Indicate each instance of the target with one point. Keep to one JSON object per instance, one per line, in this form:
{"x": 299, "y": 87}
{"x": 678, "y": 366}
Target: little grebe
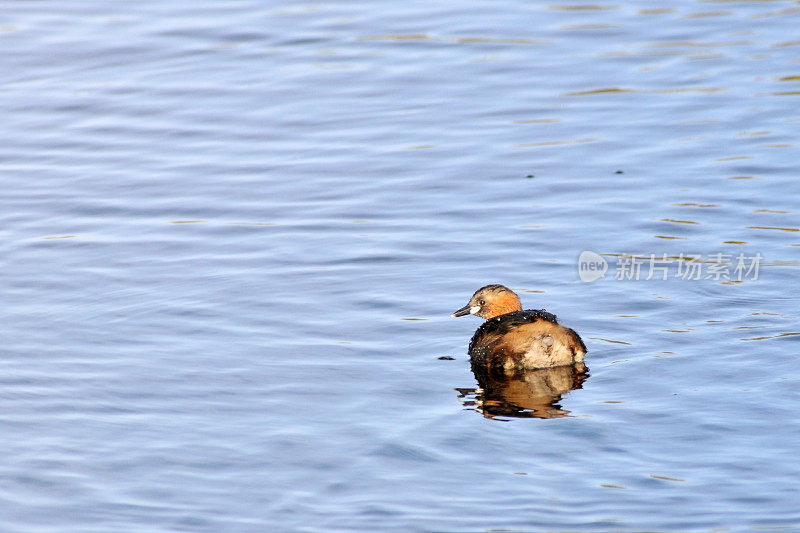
{"x": 512, "y": 340}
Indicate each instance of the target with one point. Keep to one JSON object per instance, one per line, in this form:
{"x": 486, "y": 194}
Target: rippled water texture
{"x": 233, "y": 232}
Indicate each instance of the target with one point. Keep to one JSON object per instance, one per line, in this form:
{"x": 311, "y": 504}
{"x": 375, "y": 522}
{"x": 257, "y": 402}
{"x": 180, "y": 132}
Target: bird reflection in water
{"x": 529, "y": 394}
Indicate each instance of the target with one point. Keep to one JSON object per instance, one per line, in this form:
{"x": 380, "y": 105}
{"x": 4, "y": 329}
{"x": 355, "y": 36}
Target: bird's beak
{"x": 463, "y": 311}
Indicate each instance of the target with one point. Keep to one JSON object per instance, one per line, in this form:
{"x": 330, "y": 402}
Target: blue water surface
{"x": 232, "y": 233}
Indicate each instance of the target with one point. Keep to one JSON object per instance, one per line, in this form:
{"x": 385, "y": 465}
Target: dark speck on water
{"x": 233, "y": 233}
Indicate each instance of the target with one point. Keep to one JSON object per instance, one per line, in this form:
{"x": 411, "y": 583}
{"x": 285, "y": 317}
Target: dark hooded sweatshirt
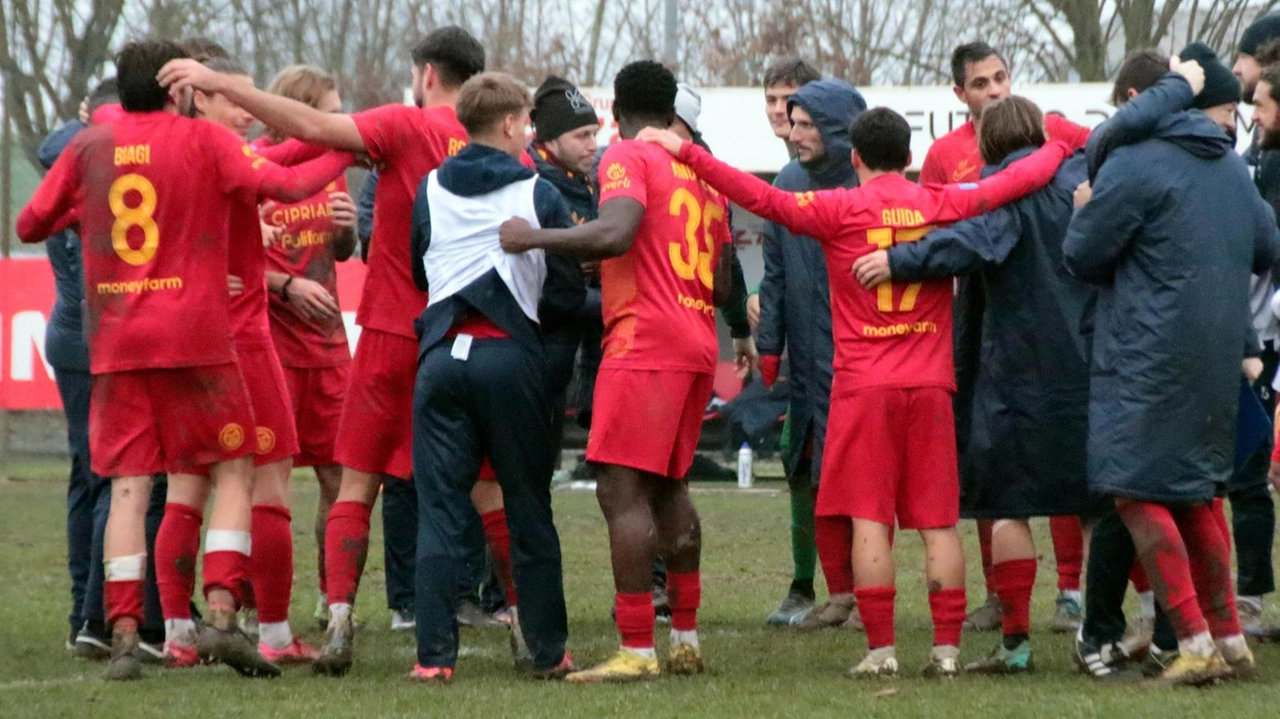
════════════════
| WHAT TO WORK ON |
With the images omitted, return the full material exactly.

| SOLUTION TO THE EXERCISE |
Indicate each instance of the target with one point. Keep to one JSON object per instance, one per line, in this form:
{"x": 299, "y": 87}
{"x": 678, "y": 366}
Target: little grebe
{"x": 512, "y": 340}
Indicate each instance of the target with one point. Keep to one JSON object per instance, one per line, in this form:
{"x": 486, "y": 194}
Target: rippled water texture
{"x": 233, "y": 232}
Indicate each instance of the target with one point. Keep to one JSON object per instance, one per line, in this form:
{"x": 311, "y": 504}
{"x": 375, "y": 522}
{"x": 257, "y": 402}
{"x": 180, "y": 132}
Target: bird reflection in water
{"x": 529, "y": 394}
Indicate each instance of the target with one point. Keep to one JSON object per instance, one per line, in this form:
{"x": 380, "y": 105}
{"x": 4, "y": 329}
{"x": 355, "y": 36}
Target: bird's beak
{"x": 463, "y": 311}
Indicate each instance of the target with one point. Keep to one JSON object per instance, one per line, in this form:
{"x": 330, "y": 402}
Target: blue water surface
{"x": 232, "y": 233}
Indicate each instance of the target with one point. Keep to one JSON object per instance, one per line, in this form:
{"x": 385, "y": 465}
Target: dark speck on water
{"x": 233, "y": 233}
Indicate each instance of the target with one point. Keep to one JSON object per instance, one per line, in this form:
{"x": 411, "y": 583}
{"x": 285, "y": 317}
Target: dark hooded sweatshirt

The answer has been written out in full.